Feb. 13--Mack-Cali Realty Corp., the Edison-based real estate investment trust, reported declines in earnings in the fourth quarter and all of 2008, another sign of trouble in the commercial real estate market.

Mack-Cali, which owns 22 office properties in Bergen and two in Passaic counties, reported Thursday that it earned $50.9 million in funds from operations, or 63 cents a share, in the fourth quarter, down from $73 million, or 89 cents a share, in the period in 2007 -- a 30 percent drop.

For all of 2008, the decline was much less pronounced. The company reported $279 million in funds from operations, or $3.46 a share, in all of 2008, down 5 percent from 2007, when it reported $294 million in funds from operations, or $3.56 a share.

Funds from operations, or FFO, is a widely used measure of real estate investment trusts' performance. To maintain federal tax breaks, REITs must distribute more than 90 percent of their taxable income to shareholders.

In a conference call with stock analysts Thursday morning, Mitchell Hersh, the company's president and chief executive officer, touted mortgages Mack-Cali recently has secured but expressed caution about the economy ahead.

Hersh said the recession seems different from other downturns and noted continuing turmoil in the financial markets that has led banks to pull tenants' credit lines.

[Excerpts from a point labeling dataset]
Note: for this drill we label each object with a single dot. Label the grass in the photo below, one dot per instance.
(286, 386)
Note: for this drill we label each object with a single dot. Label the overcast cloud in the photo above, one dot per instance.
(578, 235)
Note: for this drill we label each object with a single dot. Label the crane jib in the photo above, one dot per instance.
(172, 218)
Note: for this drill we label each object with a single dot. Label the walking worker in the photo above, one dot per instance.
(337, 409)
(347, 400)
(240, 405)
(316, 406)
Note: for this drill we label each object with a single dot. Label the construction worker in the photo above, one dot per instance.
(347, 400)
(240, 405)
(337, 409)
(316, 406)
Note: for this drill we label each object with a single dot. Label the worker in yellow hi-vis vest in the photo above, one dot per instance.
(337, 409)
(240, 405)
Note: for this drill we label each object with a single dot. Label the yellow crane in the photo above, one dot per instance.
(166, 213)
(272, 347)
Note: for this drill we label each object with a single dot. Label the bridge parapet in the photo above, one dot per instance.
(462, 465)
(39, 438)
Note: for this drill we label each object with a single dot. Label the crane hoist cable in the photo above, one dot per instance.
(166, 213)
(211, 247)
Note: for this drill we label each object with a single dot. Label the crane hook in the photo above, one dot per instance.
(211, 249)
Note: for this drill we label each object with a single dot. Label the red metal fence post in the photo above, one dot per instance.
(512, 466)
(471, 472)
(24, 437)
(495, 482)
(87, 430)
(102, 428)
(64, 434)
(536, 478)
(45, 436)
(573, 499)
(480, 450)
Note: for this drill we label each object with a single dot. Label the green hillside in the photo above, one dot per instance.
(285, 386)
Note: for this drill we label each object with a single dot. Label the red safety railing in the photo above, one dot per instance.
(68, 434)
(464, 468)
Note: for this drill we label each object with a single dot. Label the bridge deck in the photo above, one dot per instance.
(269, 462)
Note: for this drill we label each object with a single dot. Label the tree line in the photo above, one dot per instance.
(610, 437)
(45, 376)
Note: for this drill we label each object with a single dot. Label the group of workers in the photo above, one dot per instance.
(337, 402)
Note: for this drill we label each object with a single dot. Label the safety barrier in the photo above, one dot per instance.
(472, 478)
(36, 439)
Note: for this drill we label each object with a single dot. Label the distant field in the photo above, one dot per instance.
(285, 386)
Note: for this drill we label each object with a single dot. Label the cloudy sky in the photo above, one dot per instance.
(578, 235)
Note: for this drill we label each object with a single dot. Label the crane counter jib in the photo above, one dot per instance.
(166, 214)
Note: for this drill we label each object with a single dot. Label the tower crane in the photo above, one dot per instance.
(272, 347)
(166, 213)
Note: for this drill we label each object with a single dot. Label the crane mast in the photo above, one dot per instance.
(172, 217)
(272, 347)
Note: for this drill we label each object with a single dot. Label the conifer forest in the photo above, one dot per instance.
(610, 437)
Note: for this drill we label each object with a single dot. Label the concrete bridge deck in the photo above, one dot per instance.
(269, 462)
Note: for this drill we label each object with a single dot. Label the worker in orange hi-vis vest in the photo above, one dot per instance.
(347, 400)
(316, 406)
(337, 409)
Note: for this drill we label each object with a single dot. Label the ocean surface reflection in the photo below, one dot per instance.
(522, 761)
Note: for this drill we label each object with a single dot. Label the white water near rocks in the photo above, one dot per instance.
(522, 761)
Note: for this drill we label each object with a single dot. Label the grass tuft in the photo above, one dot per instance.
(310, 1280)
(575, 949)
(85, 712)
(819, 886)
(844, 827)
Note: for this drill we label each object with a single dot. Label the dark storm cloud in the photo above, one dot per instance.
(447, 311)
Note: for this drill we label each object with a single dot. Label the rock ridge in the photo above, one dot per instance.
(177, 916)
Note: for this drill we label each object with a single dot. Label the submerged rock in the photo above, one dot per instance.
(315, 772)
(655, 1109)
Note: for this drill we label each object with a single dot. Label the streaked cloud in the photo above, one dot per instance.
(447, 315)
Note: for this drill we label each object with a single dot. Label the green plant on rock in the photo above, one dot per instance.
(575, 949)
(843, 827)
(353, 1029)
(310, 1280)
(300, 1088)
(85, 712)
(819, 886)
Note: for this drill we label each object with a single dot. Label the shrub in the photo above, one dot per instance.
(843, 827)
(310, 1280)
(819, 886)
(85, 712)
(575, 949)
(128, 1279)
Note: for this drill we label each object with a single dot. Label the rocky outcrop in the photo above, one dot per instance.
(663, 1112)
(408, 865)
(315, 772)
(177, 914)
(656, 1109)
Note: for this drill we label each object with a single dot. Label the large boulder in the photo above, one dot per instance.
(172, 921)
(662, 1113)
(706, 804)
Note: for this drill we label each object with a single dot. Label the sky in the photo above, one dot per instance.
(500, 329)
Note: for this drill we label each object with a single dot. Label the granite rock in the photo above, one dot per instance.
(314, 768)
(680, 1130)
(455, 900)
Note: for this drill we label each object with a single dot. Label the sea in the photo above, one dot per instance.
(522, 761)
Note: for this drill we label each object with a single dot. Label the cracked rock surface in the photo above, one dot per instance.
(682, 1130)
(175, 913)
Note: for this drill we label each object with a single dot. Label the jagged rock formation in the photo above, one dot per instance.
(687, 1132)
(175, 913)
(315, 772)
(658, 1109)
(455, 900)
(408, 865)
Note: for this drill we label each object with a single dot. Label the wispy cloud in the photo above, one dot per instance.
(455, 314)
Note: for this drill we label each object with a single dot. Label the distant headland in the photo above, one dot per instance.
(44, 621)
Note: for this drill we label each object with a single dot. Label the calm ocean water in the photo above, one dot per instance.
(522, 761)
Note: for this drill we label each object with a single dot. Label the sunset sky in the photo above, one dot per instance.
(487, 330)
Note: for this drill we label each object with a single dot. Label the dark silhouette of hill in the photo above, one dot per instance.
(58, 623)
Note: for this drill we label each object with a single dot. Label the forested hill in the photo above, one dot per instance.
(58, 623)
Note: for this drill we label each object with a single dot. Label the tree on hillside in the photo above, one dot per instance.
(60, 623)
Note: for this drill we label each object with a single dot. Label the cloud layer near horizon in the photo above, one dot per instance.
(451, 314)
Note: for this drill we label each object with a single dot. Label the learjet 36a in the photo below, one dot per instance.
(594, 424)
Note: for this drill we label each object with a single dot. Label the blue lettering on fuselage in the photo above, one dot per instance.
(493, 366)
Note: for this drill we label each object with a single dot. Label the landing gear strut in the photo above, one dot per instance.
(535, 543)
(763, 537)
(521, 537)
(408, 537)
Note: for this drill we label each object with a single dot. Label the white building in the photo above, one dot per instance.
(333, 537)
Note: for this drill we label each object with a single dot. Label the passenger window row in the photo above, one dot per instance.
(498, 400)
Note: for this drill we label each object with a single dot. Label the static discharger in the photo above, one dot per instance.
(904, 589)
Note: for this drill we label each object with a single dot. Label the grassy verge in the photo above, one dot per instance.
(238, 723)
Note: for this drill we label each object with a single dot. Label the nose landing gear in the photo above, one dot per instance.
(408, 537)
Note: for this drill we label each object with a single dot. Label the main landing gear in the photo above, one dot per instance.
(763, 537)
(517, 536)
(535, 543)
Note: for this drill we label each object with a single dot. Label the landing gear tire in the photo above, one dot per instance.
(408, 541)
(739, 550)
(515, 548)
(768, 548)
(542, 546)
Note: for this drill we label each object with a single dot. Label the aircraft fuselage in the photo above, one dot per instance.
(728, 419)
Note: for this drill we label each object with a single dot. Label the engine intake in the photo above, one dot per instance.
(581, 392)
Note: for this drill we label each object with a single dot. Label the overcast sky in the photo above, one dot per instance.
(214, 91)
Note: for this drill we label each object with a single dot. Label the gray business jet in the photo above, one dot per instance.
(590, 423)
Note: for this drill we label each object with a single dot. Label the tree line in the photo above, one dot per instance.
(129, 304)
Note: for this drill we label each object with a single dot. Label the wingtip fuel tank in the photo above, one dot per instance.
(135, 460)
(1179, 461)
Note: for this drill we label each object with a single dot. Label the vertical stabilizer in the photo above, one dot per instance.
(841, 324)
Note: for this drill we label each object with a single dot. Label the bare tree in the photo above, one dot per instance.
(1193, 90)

[Set problem A] List every funds-from-operations total in the Mack-Cali earnings article that is stated in millions of dollars.
[Set problem B] Carry on the Mack-Cali earnings article from its last sentence with a few more sentences in the same reporting style.
The records have no connection to the Mack-Cali earnings article.

[Final result A] $50.9 million, $73 million, $279 million, $294 million

[Final result B]
"My best estimate is that this is going to be a long period of adjustment," Hersh said. The markets probably won't improve until much later in the year, he said. "There will be a lot less leverage."

While the economy may rebound at the end of the year, job growth related to infrastructure projects to be funded by the federal government likely won't result in more leasing, Hersh said.

"I am not confident necessarily that the job growth that we're going to see is going to result in much demand for office" space, except for some tenants that could benefit from the spending, he said.

Tight credit markets have pinched the REIT industry in recent months. Because financing has become too expensive or unavailable, many REITs have suspended dividends or given out stock instead to save cash, taking advantage of a new Internal Revenue Service rule. Mack-Cali has not invoked that option.